Early numbers indicate that high oil prices worldwide are giving renewable energy a 1970s-style boost — and now electric vehicles are along for the ride too.
The oil embargo of the 1970s put renewables on the radar of governments and consumers and led — after a long and sometimes bumpy journey — to a dramatic uptake of wind and solar.
Five decades later, things are a little different because clean energy brings new muscle to a worldwide energy crisis. No longer niche, it is widely available, often competitively priced, and can pair with energy storage to extend its benefits.
So it’s not surprising that China — which controls more than 80% of global solar manufacturing — saw worldwide solar exports double in March, reaching 68 GW, equal to Spain’s entire solar capacity, according to research firm Ember.

Who’s buying up the Chinese panels?
The big importers of solar panels and cells are those most harmed by high oil prices.
Africa increased exports by 176% compared to February 2026 to reach 10 GW. Asia doubled exports to 39 GW, an all-time record, according to Ember.
“Fossil shocks are boosting the solar surge,” said Euan Graham, senior analyst at Ember. “Solar has already become the engine of the global economy, and now the current fossil fuel price shocks are taking it up a gear.”
It’s not just solar experiencing a rise. China’s battery exports are up 44%.
========================================
- **Description of the task**
From the article on solar exports, reproduce the text from "So it’s not" up to and including "are up 44%.". Nothing in the listing that comes next is needed here.

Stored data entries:
========================================
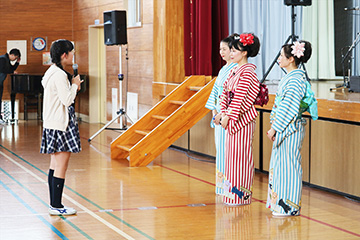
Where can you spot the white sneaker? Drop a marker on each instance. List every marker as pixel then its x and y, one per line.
pixel 62 211
pixel 276 214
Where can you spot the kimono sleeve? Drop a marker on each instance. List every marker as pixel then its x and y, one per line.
pixel 288 108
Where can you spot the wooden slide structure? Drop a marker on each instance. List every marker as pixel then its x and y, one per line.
pixel 163 124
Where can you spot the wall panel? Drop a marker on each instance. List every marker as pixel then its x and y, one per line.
pixel 21 20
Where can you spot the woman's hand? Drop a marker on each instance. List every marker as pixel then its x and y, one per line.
pixel 224 121
pixel 76 80
pixel 217 118
pixel 271 134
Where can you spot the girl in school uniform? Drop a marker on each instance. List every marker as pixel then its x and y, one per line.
pixel 60 130
pixel 238 118
pixel 213 104
pixel 293 97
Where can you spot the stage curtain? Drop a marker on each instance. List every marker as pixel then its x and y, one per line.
pixel 205 24
pixel 271 22
pixel 356 33
pixel 318 28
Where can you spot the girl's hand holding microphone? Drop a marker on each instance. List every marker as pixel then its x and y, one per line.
pixel 76 80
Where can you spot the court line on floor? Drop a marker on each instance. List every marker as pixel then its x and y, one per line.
pixel 54 229
pixel 262 201
pixel 256 200
pixel 40 200
pixel 72 200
========================================
- **Solution**
So it’s not surprising that China — which controls more than 80% of global solar manufacturing — saw worldwide solar exports double in March, reaching 68 GW, equal to Spain’s entire solar capacity, according to research firm Ember.

Who’s buying up the Chinese panels?
The big importers of solar panels and cells are those most harmed by high oil prices.
Africa increased exports by 176% compared to February 2026 to reach 10 GW. Asia doubled exports to 39 GW, an all-time record, according to Ember.
“Fossil shocks are boosting the solar surge,” said Euan Graham, senior analyst at Ember. “Solar has already become the engine of the global economy, and now the current fossil fuel price shocks are taking it up a gear.”
It’s not just solar experiencing a rise. China’s battery exports are up 44%.